---- WORKING DATA

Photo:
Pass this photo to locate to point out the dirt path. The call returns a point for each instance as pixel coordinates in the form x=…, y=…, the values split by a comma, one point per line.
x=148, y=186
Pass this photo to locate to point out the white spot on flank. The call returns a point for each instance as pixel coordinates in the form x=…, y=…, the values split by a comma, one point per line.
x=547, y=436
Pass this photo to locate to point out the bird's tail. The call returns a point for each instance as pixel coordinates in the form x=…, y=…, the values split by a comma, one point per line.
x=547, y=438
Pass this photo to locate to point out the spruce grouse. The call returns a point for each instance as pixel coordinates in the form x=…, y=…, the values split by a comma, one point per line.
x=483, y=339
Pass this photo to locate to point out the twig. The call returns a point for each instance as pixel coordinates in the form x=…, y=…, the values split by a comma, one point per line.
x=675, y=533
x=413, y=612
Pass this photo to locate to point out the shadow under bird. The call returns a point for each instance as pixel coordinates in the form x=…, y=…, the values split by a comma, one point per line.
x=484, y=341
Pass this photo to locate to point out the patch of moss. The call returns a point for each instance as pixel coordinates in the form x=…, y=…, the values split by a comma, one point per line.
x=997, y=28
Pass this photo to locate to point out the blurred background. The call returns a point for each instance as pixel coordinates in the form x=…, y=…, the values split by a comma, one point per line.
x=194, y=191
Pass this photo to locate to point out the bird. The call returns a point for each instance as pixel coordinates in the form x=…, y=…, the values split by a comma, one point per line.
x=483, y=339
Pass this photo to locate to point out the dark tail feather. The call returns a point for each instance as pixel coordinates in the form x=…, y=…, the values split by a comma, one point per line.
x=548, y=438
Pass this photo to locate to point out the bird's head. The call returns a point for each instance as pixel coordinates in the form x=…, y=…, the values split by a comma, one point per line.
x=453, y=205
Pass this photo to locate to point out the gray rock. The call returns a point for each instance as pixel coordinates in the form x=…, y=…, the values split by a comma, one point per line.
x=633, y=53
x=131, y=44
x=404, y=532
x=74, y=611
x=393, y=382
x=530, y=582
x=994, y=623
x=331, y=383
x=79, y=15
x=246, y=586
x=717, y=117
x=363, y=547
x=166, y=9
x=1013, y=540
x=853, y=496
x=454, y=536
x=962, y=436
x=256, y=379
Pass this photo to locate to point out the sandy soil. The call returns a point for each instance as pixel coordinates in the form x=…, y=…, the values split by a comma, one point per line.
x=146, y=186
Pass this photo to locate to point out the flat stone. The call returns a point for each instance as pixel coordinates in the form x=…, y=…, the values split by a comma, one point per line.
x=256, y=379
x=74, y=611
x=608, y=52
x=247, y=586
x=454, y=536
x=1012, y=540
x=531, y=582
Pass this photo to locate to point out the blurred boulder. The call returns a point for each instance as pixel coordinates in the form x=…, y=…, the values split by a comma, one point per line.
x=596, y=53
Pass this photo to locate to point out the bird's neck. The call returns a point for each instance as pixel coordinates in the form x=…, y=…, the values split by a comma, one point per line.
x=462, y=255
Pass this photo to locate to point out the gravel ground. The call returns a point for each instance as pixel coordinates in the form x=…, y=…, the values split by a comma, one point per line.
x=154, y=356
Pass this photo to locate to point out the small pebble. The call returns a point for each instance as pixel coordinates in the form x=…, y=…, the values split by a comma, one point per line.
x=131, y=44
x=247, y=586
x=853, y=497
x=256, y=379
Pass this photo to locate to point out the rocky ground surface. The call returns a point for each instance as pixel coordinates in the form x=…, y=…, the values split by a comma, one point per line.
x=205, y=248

--------

WHAT YOU HAVE TO DO:
In this exercise, repeat all entries exactly.

OUTPUT FOR THIS TASK:
Photo:
Pass this photo to locate to point out the dirt path. The call returns a point for each instance as pixel coordinates in the form x=…, y=…, the values split by a comma, one point per line.
x=148, y=186
Pass this photo to locate to point out the white spot on flank. The call returns a point for each instance as pixel coordinates in the form x=…, y=…, the values split by a comma, one point per line.
x=547, y=436
Pass this photo to locate to point out the bird's tail. The call returns a point for each instance as pixel coordinates in the form x=…, y=…, the values split by a comma, one point per line.
x=547, y=438
Pass this photo to locate to point out the spruce grouse. The call returns a point for each instance as pixel coordinates in the form x=…, y=…, the values split by a comma, one point per line.
x=483, y=339
Pass this photo to locate to point out the twig. The call returns a point for each instance as pixel coordinates in the form x=…, y=…, the values split by a comma, one point per line.
x=675, y=533
x=413, y=612
Pass this photo to locate to point out the shadow under bird. The call returns a point for each instance as pixel coordinates in the form x=…, y=…, the values split by a comma, one point per line.
x=484, y=341
Pass this photo to locate to point out the patch of moss. The call returns a point for each instance as pixel coordinates in the form x=…, y=…, the values split by a comma, one point per line.
x=997, y=28
Pass this photo to locate to point out the blurred background. The call returns a point for each instance as pixel coordinates in the form x=…, y=…, the values split by a comma, one point per line.
x=194, y=191
Pass this photo to locate to point out the bird. The call returns a point for each instance as pixel coordinates in the form x=…, y=…, the values split by a comma, one point per line.
x=483, y=339
Pass this photo to locate to point out the dark tail feather. The call returns a point for each instance as pixel coordinates in the form x=…, y=…, the values split by a comma, one point per line.
x=548, y=438
Pass this photo to locate to point out the bird's head. The call returns a point for each instance as pixel coordinates in the form x=…, y=…, the values split by a comma, one point per line.
x=453, y=205
Pass this photo to locate to point out the gray rock. The call returns a point for each instance as pixel coordinates in the form x=…, y=…, the values split by a comma, one point per line.
x=633, y=53
x=131, y=44
x=404, y=532
x=74, y=611
x=393, y=382
x=530, y=582
x=994, y=623
x=331, y=383
x=79, y=15
x=246, y=586
x=717, y=117
x=363, y=547
x=166, y=9
x=1013, y=540
x=853, y=496
x=454, y=536
x=962, y=436
x=256, y=379
Pass this photo to locate to point out the sandy soil. The call returns a point for each instance as pixel coordinates in the form x=…, y=…, the values split by a comma, one point per line.
x=146, y=186
Pass this photo to locate to point out the flat stone. The call returns a point for each instance as pixel coordinates in the form x=…, y=…, the values split by a comma, one point per line.
x=256, y=379
x=74, y=611
x=608, y=52
x=247, y=586
x=454, y=536
x=1012, y=540
x=531, y=582
Pass this photo to locate to point out the blurred boulder. The call returns a point for each instance as pixel coordinates in the form x=…, y=…, the values split by a comma, one point per line.
x=596, y=53
Pass this photo to locate to point out the bird's neck. The call returns a point for each instance as pixel coordinates in the form x=…, y=…, the values split by a comma, one point per line.
x=462, y=255
Pass this photo to locate to point out the gravel ground. The call returns a point for each instance as pixel coordinates in the form x=…, y=…, the values split by a comma, one point per line.
x=154, y=356
Pass this photo to locate to point out the small pebble. The call returns a point for each instance as pixel coordinates in the form x=…, y=…, the values split by a comma, one point per line.
x=131, y=44
x=247, y=586
x=853, y=497
x=256, y=379
Pass this photo to locate to point out the rocky ground surface. The call returns a point for each instance as pixel coordinates in the form x=…, y=…, the values split by a comma, one point per line.
x=205, y=248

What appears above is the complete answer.